DATA PROVIDED:
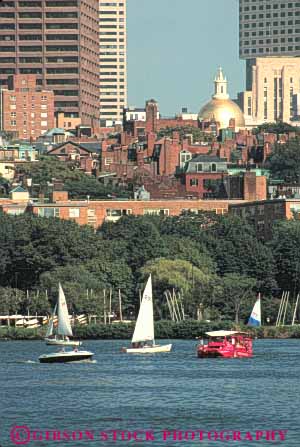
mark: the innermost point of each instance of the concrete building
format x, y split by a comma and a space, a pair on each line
26, 110
273, 93
58, 41
269, 28
113, 62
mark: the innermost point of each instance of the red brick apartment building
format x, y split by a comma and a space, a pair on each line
58, 41
94, 213
264, 213
26, 110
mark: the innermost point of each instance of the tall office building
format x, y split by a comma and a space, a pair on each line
113, 65
58, 41
269, 28
270, 44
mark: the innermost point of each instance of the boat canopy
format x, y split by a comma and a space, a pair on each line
224, 333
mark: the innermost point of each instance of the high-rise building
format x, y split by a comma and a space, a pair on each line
270, 44
58, 41
269, 28
113, 65
275, 91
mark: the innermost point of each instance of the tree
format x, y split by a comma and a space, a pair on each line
10, 300
140, 237
285, 244
179, 275
277, 128
234, 246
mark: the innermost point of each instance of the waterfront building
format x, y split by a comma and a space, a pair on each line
95, 212
113, 61
58, 41
25, 110
263, 214
220, 108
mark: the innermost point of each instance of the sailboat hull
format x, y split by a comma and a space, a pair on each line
65, 357
61, 342
148, 349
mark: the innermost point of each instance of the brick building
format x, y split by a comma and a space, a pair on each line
26, 109
263, 214
85, 155
58, 41
94, 213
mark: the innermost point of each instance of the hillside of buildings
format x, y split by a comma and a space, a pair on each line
215, 263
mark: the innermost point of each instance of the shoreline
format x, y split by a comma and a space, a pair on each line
165, 329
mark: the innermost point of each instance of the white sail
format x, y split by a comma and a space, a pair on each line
64, 326
144, 328
51, 321
255, 317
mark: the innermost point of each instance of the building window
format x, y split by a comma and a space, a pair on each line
48, 212
156, 212
74, 212
194, 182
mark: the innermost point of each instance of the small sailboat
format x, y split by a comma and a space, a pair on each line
64, 330
55, 337
143, 341
255, 317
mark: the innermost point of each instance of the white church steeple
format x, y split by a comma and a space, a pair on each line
220, 86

TASK DETAILS: Each entry must be retyped word for word, with every image omitted.

RESULT OF THE EXERCISE:
mark: the innermost point of each instance of the concrete building
format x, y split by a comma and a space, a pair on each line
26, 110
273, 93
58, 41
269, 28
113, 62
mark: the innermost point of each instance of the red brick apartment building
format x, y split by a comma and a space, a pair on each line
58, 41
94, 213
264, 213
26, 110
mark: the innermost point of each instance of the tall office building
format x, y split by a comma and a space, a pair on each line
113, 65
58, 41
269, 28
270, 44
mark: the innermost point of each instance of the boat canopy
format x, y split by a comma and a space, a pair on each line
224, 333
mark: the innermost point of each instance of the high-rise building
format x, y split by a comma and a space, a pair on each line
270, 44
58, 41
269, 28
113, 65
275, 91
mark: the innermost point of each instance of the tree
format x, y split by a comma and a space, a pair on each line
10, 300
140, 237
285, 244
179, 275
277, 128
234, 246
mark: the innermost point of each instance of the waterfront building
format x, y split by a comma and a space, a pair on each line
95, 212
113, 61
58, 41
25, 110
263, 214
220, 108
mark: the innermost point of each instance of the sailboat hull
format x, y split by a comma and a space, a pair on each line
65, 357
61, 342
148, 349
mark: the innermost point of each instance of the brick building
format x, y split by a comma and a space, a pair on each line
26, 109
263, 214
85, 155
58, 41
94, 213
mark: the innermost point of each instance of the hillside of buildings
format x, y split by a comma and a space, a pair on each line
215, 263
mark: the innermost point of each instance of the shoreline
format x, y split by a comma and a space, a pair on each line
165, 329
mark: the innermost point of each instance of the white sail
format x, y split by a comma and a space, a pair on each line
64, 326
144, 328
51, 321
255, 317
mark: the innermost point of each instance of the building window
format x, y split by a comma and a space, a pair on each line
48, 212
156, 212
74, 212
194, 182
mark: the innermost point of each instance of the small sailboat
format x, y split by a comma and a space, a pair on each line
64, 330
55, 337
143, 341
255, 317
mark: the innermost point of each instance of the white church steeple
format x, y split by a comma and a space, a pair on each line
220, 86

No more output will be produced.